→ What you are asked to do:
Should a line below contain the word "hand", report it.

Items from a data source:
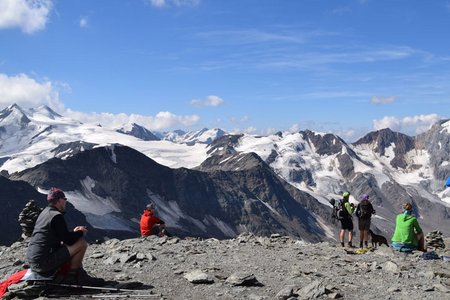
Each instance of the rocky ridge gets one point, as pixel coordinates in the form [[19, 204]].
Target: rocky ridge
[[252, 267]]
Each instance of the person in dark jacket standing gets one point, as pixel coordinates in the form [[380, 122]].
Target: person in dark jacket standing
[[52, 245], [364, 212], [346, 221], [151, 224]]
==
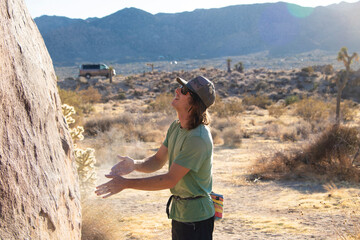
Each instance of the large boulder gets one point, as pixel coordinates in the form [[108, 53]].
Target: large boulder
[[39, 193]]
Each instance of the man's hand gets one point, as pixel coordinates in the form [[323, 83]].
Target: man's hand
...
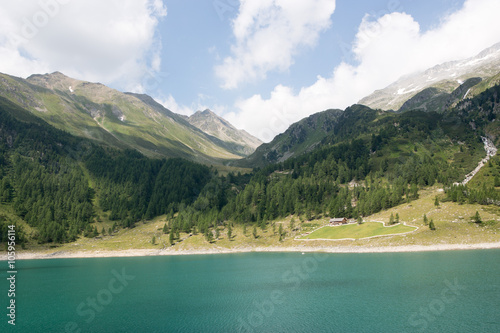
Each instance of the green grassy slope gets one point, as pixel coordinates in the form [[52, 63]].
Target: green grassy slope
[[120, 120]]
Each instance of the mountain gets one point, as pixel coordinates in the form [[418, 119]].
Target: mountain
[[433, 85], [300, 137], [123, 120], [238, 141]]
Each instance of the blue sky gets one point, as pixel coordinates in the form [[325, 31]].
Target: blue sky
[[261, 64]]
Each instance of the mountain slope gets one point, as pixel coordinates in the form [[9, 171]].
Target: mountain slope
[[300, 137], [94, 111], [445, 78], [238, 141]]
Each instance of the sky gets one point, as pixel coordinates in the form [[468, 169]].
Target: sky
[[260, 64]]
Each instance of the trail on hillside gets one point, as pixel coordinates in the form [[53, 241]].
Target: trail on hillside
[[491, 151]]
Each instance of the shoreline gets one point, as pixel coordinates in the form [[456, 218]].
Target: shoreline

→ Your response:
Each instance of the man's hand gets one point, as pixel coordinates in the form [[323, 83]].
Target: man's hand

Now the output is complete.